**To do**
Go through the entries below and list each line that contains the word "white".

**Extracted entries**

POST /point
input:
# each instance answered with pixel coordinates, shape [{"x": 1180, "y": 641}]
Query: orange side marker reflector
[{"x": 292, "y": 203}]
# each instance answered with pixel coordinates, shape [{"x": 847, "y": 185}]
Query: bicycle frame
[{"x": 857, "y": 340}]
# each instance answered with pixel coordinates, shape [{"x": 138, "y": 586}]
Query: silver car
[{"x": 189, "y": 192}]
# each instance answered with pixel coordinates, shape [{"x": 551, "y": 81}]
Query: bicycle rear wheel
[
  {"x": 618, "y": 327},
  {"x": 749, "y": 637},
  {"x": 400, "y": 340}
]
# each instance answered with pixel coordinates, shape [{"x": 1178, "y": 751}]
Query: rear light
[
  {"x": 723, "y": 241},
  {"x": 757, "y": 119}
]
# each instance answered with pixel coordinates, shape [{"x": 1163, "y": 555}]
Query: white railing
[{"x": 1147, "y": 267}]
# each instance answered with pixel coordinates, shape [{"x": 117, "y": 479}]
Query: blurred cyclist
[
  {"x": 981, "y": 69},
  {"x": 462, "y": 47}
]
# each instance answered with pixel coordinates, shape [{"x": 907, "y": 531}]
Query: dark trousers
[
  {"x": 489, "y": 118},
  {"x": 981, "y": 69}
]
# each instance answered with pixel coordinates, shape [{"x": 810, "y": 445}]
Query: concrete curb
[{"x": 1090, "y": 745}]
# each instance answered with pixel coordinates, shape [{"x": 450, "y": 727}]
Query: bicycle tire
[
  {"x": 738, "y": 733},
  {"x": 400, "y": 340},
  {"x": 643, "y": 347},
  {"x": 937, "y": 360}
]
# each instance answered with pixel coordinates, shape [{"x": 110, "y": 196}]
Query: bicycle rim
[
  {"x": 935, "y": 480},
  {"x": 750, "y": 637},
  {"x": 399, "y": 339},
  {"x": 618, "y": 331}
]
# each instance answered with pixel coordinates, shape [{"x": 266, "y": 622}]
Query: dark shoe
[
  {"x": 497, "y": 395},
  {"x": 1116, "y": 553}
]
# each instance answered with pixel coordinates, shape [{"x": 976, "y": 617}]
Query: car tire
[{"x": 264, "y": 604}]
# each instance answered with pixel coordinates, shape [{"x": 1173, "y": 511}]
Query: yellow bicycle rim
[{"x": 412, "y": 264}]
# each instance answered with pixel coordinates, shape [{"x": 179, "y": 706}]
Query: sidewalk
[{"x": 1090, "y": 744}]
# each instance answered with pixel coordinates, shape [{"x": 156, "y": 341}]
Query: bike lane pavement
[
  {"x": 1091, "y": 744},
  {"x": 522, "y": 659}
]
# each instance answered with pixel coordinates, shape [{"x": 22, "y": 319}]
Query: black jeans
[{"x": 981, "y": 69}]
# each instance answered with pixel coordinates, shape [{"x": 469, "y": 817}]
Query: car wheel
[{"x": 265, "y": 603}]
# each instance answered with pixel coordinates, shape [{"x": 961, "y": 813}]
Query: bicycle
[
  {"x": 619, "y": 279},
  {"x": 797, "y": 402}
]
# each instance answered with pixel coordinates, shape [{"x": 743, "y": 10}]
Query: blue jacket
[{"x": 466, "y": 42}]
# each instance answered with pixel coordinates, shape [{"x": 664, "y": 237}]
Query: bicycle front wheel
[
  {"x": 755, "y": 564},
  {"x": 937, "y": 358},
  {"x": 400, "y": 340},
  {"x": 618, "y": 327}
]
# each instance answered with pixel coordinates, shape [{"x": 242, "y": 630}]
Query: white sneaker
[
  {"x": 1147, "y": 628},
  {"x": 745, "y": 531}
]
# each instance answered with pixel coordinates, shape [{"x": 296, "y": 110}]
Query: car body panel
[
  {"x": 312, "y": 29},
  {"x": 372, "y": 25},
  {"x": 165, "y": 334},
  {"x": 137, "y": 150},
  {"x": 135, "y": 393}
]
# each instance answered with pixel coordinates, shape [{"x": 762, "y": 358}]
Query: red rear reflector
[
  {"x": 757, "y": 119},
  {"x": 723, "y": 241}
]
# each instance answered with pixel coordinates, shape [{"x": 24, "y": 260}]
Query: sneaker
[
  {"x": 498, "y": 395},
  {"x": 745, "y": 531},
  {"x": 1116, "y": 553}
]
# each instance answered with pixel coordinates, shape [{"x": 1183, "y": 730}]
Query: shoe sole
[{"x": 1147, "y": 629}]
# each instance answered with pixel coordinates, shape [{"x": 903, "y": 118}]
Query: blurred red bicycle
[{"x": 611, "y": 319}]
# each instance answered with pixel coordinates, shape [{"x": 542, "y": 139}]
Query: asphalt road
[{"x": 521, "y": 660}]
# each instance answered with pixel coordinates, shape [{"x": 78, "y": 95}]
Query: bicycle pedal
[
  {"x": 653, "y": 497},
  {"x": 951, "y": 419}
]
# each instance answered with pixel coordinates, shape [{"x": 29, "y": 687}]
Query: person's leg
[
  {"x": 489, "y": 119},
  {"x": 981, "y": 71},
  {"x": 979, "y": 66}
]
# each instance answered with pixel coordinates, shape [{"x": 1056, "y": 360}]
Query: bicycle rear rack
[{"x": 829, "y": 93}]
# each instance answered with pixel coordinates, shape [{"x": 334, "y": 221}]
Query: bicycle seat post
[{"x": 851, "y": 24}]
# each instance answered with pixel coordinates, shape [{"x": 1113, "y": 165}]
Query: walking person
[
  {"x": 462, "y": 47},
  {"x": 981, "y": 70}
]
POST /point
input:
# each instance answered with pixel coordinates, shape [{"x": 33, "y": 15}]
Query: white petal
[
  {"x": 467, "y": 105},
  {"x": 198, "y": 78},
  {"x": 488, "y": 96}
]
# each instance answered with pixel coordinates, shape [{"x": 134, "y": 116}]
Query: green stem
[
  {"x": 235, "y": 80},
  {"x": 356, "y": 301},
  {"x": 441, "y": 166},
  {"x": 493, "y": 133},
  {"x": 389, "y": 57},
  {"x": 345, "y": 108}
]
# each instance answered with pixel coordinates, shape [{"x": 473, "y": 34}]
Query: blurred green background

**Right answer**
Query: white railing
Query: white sneaker
Query: white petal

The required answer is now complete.